## What is being asked
Reproduce every one of the entries below as a numbered list, omitting blank lines and leaving out the pictures.

## Stored rows

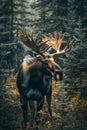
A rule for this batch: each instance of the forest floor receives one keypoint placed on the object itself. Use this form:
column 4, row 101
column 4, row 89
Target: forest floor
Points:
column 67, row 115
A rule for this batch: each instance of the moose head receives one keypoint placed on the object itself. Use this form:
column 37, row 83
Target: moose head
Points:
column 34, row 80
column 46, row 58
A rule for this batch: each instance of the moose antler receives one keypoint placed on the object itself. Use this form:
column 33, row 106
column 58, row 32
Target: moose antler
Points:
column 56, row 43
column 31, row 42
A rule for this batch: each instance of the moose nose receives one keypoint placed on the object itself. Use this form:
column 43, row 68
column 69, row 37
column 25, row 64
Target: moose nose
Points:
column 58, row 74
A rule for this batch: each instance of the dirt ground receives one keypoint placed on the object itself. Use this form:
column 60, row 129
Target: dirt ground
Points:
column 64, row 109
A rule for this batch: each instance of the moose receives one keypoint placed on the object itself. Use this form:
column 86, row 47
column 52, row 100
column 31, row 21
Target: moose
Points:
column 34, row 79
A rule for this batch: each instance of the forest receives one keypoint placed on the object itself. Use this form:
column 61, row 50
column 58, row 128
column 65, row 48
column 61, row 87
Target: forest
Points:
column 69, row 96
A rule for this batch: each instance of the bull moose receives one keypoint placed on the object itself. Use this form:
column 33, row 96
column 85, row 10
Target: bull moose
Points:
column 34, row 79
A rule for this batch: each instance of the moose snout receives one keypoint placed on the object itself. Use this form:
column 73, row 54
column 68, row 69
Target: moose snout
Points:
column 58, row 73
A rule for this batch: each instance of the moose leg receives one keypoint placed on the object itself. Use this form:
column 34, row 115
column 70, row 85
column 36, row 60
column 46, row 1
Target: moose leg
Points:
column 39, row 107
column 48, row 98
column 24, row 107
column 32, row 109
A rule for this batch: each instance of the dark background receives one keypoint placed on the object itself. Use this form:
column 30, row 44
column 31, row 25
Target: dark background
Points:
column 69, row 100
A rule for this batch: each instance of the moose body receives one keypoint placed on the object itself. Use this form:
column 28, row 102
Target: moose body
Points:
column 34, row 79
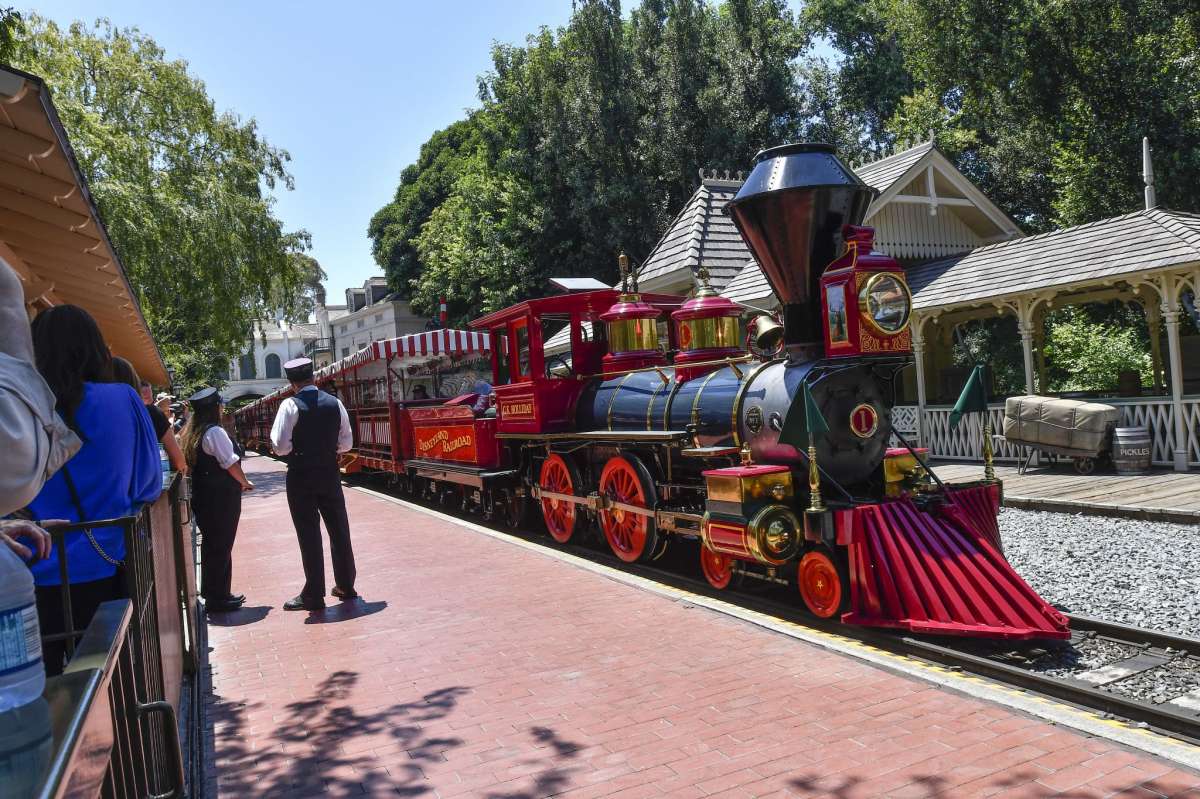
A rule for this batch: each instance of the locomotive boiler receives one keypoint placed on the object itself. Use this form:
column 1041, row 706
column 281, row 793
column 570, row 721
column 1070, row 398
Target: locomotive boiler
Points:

## Written answer
1. A rule for this batch: each instance of the forest floor receives one keypoint placed on the object itself. Use this form:
2. column 4, row 101
3. column 4, row 89
4. Target: forest floor
5. Points:
6. column 67, row 115
7. A rule for this batch: each instance of the moose head receives one keypoint placed on the object itself. Use this form:
8. column 37, row 83
9. Target: moose head
10. Points:
11. column 34, row 80
12. column 46, row 58
13. A rule for this batch: each instance of the moose antler receives one keypoint placed on the object itself. Use this form:
14. column 33, row 106
15. column 58, row 32
16. Target: moose antler
17. Points:
18. column 56, row 43
19. column 31, row 42
20. A rule for this batch: each instance of the moose nose receives one keypoint placed on the object itself. Use this form:
21. column 43, row 68
22. column 69, row 37
23. column 25, row 64
24. Target: moose nose
25. Points:
26. column 58, row 74
27. A rule for this batch: each instance of the dirt ground receives one keypoint placed on the object itself. Use this form:
28. column 60, row 129
29. Target: dirt ground
30. Points:
31. column 64, row 109
32. A rule for this batch: each instance of the moose receives one keypoint placed on the object itself. Use this form:
33. column 86, row 47
34. column 52, row 100
35. column 31, row 21
36. Target: moose
37. Points:
38. column 34, row 79
39. A rule for this batch: each instance of the forest receives one keypoint placed on the object itself. Use this form:
40. column 61, row 50
41. column 58, row 128
42. column 65, row 48
43. column 61, row 87
44. Target: forest
45. Points:
46. column 69, row 96
47. A rule for this batch: each instance of the bull moose receives one keypoint placed on the object itself. Use this form:
48. column 33, row 96
49. column 85, row 10
50. Target: bull moose
51. Points:
52. column 34, row 79
53. A rule for this batch: each instance of the moose snout receives one keypoint placed on the object itself. Use this form:
54. column 73, row 54
55. column 68, row 69
56. Target: moose snout
57. Points:
58. column 58, row 73
59. A rule for this batch: each instance of the moose leg receives one keypoint placed on the object itself. Use this form:
60. column 34, row 115
61. column 70, row 85
62. column 36, row 60
63. column 46, row 1
64. Target: moose leg
65. Points:
66. column 39, row 107
67. column 48, row 98
68. column 24, row 107
69. column 32, row 109
70. A rule for this batch: each instance of the dark background receives one keypoint placed on the object itself. Use this form:
71. column 30, row 44
72. column 31, row 25
73. Target: dark background
74. Points:
75. column 69, row 100
76. A rule for this batch: each instance of the moose body receives one keypoint placed on the object itself. Use this form:
77. column 28, row 102
78. Target: moose body
79. Points:
80. column 34, row 79
81. A rule for this batch: each instance of the locomotive boiler receives one keypoint placed on the object itself. Use this form:
82. column 1041, row 706
83. column 281, row 793
84. column 570, row 721
85. column 1070, row 398
86. Target: locomotive boiler
87. Points:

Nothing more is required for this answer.